EXERCISE A
According to the release notes, which detector was removed in 0.7.5?
## start SOURCE DOCUMENT
Draft release notes for the GitHub Release tagged v0.6.0. The body below is what should go in the Releases page when you cut the tag — that triggers .github/workflows/release.yml and publishes to npm via Trusted Publishing.

crimes@0.6.0 is the detector-and-scoring completion release. Three product-surface releases in a row (0.3.0, 0.4.0, 0.5.0) left two PRD-named milestones outstanding: M2 (the risk model — real per-finding churn / test_gap / blast_radius) and the long tail of named detectors in PRD.md §8. 0.6.0 closes both and adds the full /docs/ Starlight site under crimes.sh/docs/.

Highlights:

  • 18 new detector types, grouped into four categories:
    • Architecture / dependency graph (4): layer_violation, circular_dependency, deep_import, high_fan_in_fan_out.
    • IA completion (5): orphaned_destination, parallel_destination, permission_ia_drift, action_label_drift, command_drift_docs_code_drift.
    • Frontend / UI agent-risk (6): design_token_escape, accessible_interaction_risk, duplicate_component_shape, responsive_fragility, copy_ia_drift, visual_regression_review_hint (removed in 0.7.5 — its churn-based trigger was a poor proxy for “needs visual review”).
    • Duplication (3): exact_duplicate_block, near_duplicate_block, duplicated_role_status_plan_check.
## end SOURCE DOCUMENT
EXERCISE B
Print every row from the one containing "of the canal" down to the one containing "[[224, 43]]", both included, with no changes.
## start EXTRACTED INFORMATION
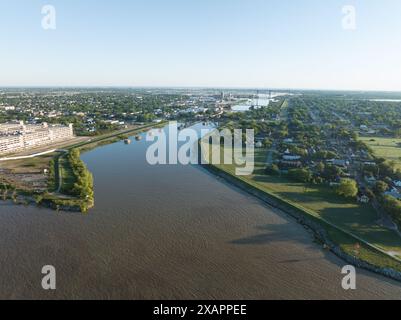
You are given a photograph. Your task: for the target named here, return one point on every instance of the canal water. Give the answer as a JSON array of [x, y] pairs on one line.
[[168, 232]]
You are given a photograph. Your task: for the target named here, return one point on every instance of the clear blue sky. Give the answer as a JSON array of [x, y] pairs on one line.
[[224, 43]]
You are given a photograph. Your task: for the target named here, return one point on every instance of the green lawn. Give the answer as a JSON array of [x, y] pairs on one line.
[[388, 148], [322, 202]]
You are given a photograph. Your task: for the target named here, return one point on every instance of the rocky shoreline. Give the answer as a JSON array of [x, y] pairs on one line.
## end EXTRACTED INFORMATION
## start EXTRACTED INFORMATION
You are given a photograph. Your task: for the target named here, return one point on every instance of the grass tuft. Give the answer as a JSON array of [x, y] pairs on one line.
## end EXTRACTED INFORMATION
FULL RESPONSE A
visual_regression_review_hint

FULL RESPONSE B
You are given a photograph. Your task: for the target named here, return one point on every instance of the canal water. Give the answer as a JSON array of [x, y] pairs on one line.
[[168, 232]]
You are given a photograph. Your task: for the target named here, return one point on every instance of the clear blue sky. Give the answer as a JSON array of [x, y] pairs on one line.
[[224, 43]]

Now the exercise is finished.